> Tasks
- 1) In the article on coffered ceilings, what does the Chinese name zaojing mean?
- 2) Go on with the coffered ceiling article from the point where it stops.

> Selected excerpt
::::::::
All About the Coffered Ceiling

The Pattern of Ceilings in Architecture

light-colored ornate ceiling, one color, deep indentations, designs within the indentations
Coffered Ceiling at Versaille in France. Photo by © Todd Gipstein/CORBIS/Corbis via Getty Images (cropped)

A coffered ceiling is a pattern of indentations or recesses in the overhead surface of an interior. In architecture, a "coffer" is a sunken panel in a ceiling, including the interiors of domes and vaults.

Why is it called a coffer?

The word comes from the ancient Greek word kophinos, which means "basket." The Latin word for basket, cophinus, was adopted by the old French to mean various types of hollowed containers. The words "coffer," a chest or strongbox to hold money, and "coffin," a box for the dead, are both French derivations. The Latin word capsa, meaning "box," evolved into the words "caisson" (an ammunition chest) and "casket" (same as coffin). Caisson ceiling is another way to describe this type of ceiling hollow.

The Chinese name for this type of ceiling, zaojing, means a well for plants that grow in water. The Latin word lacus, meaning lake or basin of water, is also used for this type of sunken panel (lacunaria) ceiling.

Coffers have been used in ceilings for centuries. Sometimes they were used to disguise the architectural engineering, where one beam or brace would be structurally necessary but others were built for visual symmetry. Hollows were sometimes used for structural weight distribution. Coffers have always been used decoratively.

Coffered Ceilings in Architecture and Your Home

Coffered ceilings are sometimes called caisson ceilings, plafond à caissons, lacunaria, cross-beamed ceilings, and zaojing. Sometimes the English refer to these ceilings as "coffer ceilings" but never cougher ceilings. Coffered ceilings are found throughout architecture, from the Pantheon in Rome to the mid-century modern residence called Sunnylands at Rancho Mirage, California.

Creating Coffers

Coffers are the sunken geometric areas in a ceiling, but most ceilings begin as a flat surface. Where do the coffers come from?

Coffers can be created in at least two ways:

  1. Placing a roof beam or crossbeam framework that naturally creates a space between the beams. The space appears sunken because the beams protrude.
::::::::
> Stored rows
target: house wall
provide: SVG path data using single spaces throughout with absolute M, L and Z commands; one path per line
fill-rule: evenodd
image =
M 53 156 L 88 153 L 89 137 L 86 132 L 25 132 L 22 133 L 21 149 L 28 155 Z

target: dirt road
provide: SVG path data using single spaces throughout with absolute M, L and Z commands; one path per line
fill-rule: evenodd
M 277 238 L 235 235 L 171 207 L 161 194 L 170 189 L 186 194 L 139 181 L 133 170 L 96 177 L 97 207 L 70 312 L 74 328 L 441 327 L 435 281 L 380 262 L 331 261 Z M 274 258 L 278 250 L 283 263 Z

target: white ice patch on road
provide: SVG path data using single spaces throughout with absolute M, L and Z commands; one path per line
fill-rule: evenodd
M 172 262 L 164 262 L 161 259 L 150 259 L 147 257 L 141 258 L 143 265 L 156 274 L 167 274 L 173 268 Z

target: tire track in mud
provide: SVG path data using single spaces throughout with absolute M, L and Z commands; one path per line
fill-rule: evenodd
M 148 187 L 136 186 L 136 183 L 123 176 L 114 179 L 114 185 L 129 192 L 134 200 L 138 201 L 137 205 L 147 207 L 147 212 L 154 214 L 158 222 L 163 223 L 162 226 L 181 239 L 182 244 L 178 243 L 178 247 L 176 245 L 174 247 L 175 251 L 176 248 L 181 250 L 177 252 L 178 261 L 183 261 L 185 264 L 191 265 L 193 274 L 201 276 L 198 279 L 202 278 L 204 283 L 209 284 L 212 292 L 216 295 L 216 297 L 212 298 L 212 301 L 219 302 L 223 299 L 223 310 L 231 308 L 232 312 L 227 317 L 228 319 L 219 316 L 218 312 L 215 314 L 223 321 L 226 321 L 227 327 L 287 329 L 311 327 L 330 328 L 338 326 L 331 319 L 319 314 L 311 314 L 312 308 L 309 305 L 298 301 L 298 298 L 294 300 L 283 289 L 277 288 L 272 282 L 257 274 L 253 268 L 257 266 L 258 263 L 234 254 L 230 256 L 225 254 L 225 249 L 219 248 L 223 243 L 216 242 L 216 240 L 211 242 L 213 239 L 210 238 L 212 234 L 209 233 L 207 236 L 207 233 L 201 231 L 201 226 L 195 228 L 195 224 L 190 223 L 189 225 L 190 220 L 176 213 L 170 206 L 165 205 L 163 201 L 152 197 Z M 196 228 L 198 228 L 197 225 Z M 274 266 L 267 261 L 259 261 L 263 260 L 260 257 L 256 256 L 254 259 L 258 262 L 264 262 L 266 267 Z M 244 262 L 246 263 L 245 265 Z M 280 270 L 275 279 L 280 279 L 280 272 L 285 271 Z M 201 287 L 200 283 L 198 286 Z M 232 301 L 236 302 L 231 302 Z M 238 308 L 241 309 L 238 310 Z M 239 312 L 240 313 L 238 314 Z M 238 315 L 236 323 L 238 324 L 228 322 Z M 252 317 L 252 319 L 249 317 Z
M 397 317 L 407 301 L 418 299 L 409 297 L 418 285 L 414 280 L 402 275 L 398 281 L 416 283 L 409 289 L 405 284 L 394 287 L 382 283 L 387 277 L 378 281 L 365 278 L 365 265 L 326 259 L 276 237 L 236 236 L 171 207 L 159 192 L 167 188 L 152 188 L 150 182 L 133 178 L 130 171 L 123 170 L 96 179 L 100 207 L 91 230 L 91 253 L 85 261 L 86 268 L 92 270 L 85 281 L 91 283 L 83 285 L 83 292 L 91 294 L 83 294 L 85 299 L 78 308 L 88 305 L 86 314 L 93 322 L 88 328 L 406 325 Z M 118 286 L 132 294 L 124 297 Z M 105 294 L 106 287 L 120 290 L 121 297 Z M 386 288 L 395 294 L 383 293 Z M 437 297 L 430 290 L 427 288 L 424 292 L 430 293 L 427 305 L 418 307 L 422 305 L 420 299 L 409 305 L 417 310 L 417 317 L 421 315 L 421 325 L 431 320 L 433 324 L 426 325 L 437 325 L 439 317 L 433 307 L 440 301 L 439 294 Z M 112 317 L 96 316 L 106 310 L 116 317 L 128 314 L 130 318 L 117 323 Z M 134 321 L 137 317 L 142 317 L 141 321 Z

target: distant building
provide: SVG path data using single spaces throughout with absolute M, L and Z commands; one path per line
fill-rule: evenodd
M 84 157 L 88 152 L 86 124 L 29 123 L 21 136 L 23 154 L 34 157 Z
::::::::
> Answers provided
- 1) Zaojing means a well for plants that grow in water.

- 2)
  2. Removing ceiling material, as you would carving a hole, or pressing into a flat surface to create an indentation, as you might create an sunken imprint into uncured concrete

Choosing the first method will take away ceiling height. Choosing the second method gains extra space for the room's overall volume. Most coffered ceilings are created using the first method carried out in different ways.

Creating the design framework can be handcrafted by a carpenter like Brian Moloney, owner of The Finishing Company in the Richmond, Virginia area. Maloney is a finish carpenter, but that doesn't mean he comes from Finland. In fact, he comes from Ireland. "Finishing" is just one of the many carpentry skills of a master carpenter.

An easier drop ceiling method is often used by commercial developers, manufacturers, and do-it-yourselfers (DIYs). Companies such as Classic Coffers can be hired to install a grid (sometimes beneath a fixed ceiling), then the panel coffers are placed within the grid. These aren't the tacky looking drop ceilings of your grandmother's basement. A coffered drop ceiling can be created to look exactly like the wood finishing of a master carpenter. Only Brian Moloney could tell the difference.

The DIY may buy a box of polystyrene foam tiles — Faux Tin Like from — that purportedly can be "installed right over Pop Corn ceiling." It's your choice.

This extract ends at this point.